**Exercise requirements**
1. Summarize the cinematography course page below in two sentences.
2. Retype the cinematography course page below from "Course Description" up to and including "during the semester.", keeping every character unchanged.

**Text block**

— BEGIN —

Link to downloadable course syllabus >> syll-nflm3515-sp17

Spring 2017

Course Title: Cinematography and Lighting, NFLM 3515-B, CRN 6112
Class Meeting Schedule: Thursday, 7 – 9:45 pm
Room:  6 E. 16th Street, Room D-609/610
Instructor: Cecilia Dougherty
Contact Information:

Online Course Component:      go to, log on and click on the “CANVAS” icon, and this WordPress site,

Course Description
Students learn practical and theoretical elements of HD cinematography with an emphasis on lighting and camera technique. Technical topics include camera operation, composition, HD video basics, and camera settings including ISO, aperture, shutter speed, focus, and focal length. Lighting basics include working with both indoor and outdoor lighting, using professional light kits, and lighting accessories (flags, gels, cookies, filters), as well as important information on lighting safety. Practical tests and scenes are shot during class time with an eye towards solving practical problems and learning both cinematography and lighting well enough to design and shoot your own films. Students will have the opportunity to create one short film project and one longer final project during the semester.

— END —

**Extracted information**
— BEGIN —

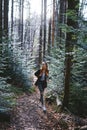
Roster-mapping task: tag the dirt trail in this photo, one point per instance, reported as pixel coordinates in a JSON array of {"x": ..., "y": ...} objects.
[{"x": 28, "y": 115}]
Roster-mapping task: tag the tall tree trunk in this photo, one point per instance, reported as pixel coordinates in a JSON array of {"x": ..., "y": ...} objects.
[
  {"x": 57, "y": 22},
  {"x": 12, "y": 9},
  {"x": 62, "y": 19},
  {"x": 49, "y": 36},
  {"x": 44, "y": 45},
  {"x": 22, "y": 9},
  {"x": 68, "y": 49},
  {"x": 40, "y": 40},
  {"x": 19, "y": 25},
  {"x": 0, "y": 21},
  {"x": 53, "y": 23},
  {"x": 6, "y": 2}
]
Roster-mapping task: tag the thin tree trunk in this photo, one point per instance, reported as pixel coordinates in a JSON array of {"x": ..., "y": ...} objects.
[
  {"x": 0, "y": 21},
  {"x": 68, "y": 49},
  {"x": 49, "y": 36},
  {"x": 40, "y": 42},
  {"x": 44, "y": 45},
  {"x": 6, "y": 2},
  {"x": 12, "y": 9},
  {"x": 22, "y": 9},
  {"x": 53, "y": 23}
]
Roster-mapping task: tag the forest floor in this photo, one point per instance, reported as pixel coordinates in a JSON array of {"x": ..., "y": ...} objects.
[{"x": 28, "y": 115}]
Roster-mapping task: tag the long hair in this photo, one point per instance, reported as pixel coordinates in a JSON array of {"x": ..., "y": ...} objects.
[{"x": 46, "y": 70}]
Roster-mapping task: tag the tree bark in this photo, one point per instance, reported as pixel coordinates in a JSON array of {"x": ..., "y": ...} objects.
[
  {"x": 49, "y": 37},
  {"x": 6, "y": 2},
  {"x": 0, "y": 21},
  {"x": 53, "y": 23},
  {"x": 68, "y": 50},
  {"x": 44, "y": 45},
  {"x": 12, "y": 9}
]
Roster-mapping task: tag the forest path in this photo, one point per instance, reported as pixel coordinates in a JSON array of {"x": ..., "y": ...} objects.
[{"x": 30, "y": 116}]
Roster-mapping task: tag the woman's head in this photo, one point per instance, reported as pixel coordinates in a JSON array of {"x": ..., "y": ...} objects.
[{"x": 44, "y": 66}]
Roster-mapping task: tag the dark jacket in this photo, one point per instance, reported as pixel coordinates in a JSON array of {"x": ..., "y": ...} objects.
[{"x": 37, "y": 73}]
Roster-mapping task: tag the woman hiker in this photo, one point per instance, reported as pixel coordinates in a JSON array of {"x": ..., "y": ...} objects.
[{"x": 41, "y": 82}]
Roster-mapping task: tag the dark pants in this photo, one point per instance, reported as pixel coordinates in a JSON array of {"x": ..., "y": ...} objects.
[{"x": 41, "y": 87}]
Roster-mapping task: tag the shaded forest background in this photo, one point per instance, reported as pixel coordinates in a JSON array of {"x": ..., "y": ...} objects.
[{"x": 60, "y": 39}]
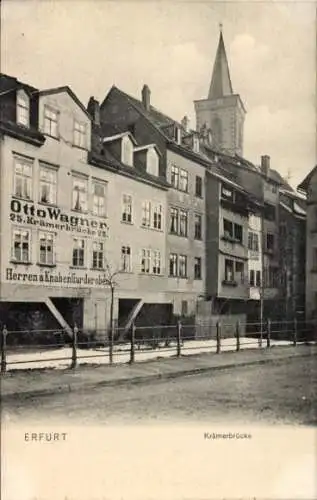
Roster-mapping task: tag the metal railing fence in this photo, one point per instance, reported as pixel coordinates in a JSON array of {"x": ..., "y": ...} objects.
[{"x": 144, "y": 342}]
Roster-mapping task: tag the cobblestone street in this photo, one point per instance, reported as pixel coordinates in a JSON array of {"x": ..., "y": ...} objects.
[{"x": 281, "y": 392}]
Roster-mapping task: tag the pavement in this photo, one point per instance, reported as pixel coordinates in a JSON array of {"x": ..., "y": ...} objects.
[{"x": 34, "y": 383}]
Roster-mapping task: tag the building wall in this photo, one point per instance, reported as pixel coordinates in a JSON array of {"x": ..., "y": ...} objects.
[
  {"x": 231, "y": 115},
  {"x": 37, "y": 282},
  {"x": 311, "y": 249},
  {"x": 186, "y": 289},
  {"x": 255, "y": 258}
]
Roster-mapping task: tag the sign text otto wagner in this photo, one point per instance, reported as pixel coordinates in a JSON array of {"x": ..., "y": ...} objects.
[{"x": 54, "y": 218}]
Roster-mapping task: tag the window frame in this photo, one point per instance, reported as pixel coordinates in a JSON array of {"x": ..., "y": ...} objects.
[
  {"x": 83, "y": 179},
  {"x": 197, "y": 267},
  {"x": 23, "y": 162},
  {"x": 173, "y": 265},
  {"x": 84, "y": 250},
  {"x": 126, "y": 258},
  {"x": 198, "y": 186},
  {"x": 53, "y": 235},
  {"x": 99, "y": 253},
  {"x": 198, "y": 227},
  {"x": 81, "y": 134},
  {"x": 50, "y": 169},
  {"x": 23, "y": 103},
  {"x": 19, "y": 229},
  {"x": 47, "y": 119},
  {"x": 127, "y": 216},
  {"x": 146, "y": 261},
  {"x": 182, "y": 266},
  {"x": 104, "y": 184}
]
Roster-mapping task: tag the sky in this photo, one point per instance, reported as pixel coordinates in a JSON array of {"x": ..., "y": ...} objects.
[{"x": 170, "y": 45}]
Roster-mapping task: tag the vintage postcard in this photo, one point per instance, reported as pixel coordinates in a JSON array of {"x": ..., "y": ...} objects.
[{"x": 158, "y": 258}]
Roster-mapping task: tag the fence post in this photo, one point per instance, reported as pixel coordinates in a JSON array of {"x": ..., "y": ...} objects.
[
  {"x": 218, "y": 333},
  {"x": 132, "y": 351},
  {"x": 4, "y": 349},
  {"x": 238, "y": 335},
  {"x": 268, "y": 338},
  {"x": 179, "y": 338},
  {"x": 74, "y": 347},
  {"x": 295, "y": 332}
]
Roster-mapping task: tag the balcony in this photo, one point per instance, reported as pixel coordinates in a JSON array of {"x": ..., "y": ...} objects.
[{"x": 229, "y": 282}]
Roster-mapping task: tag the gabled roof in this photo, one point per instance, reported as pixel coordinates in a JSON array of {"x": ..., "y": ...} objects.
[
  {"x": 304, "y": 185},
  {"x": 11, "y": 84},
  {"x": 148, "y": 146},
  {"x": 220, "y": 85},
  {"x": 116, "y": 137},
  {"x": 65, "y": 88}
]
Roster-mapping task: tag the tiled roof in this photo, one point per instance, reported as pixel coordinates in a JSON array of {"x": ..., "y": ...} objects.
[{"x": 305, "y": 183}]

— END —

**Results by task**
1. Cinematography and Lighting (NFLM 3515-B, CRN 6112) is a Spring 2017 course taught by Cecilia Dougherty that meets Thursdays from 7 to 9:45 pm at 6 E. 16th Street, Room D-609/610. Students learn practical and theoretical elements of HD cinematography with an emphasis on lighting and camera technique, shoot practical tests and scenes during class, and create one short film project and one longer final project during the semester.

2.
Course Description
Students learn practical and theoretical elements of HD cinematography with an emphasis on lighting and camera technique. Technical topics include camera operation, composition, HD video basics, and camera settings including ISO, aperture, shutter speed, focus, and focal length. Lighting basics include working with both indoor and outdoor lighting, using professional light kits, and lighting accessories (flags, gels, cookies, filters), as well as important information on lighting safety. Practical tests and scenes are shot during class time with an eye towards solving practical problems and learning both cinematography and lighting well enough to design and shoot your own films. Students will have the opportunity to create one short film project and one longer final project during the semester.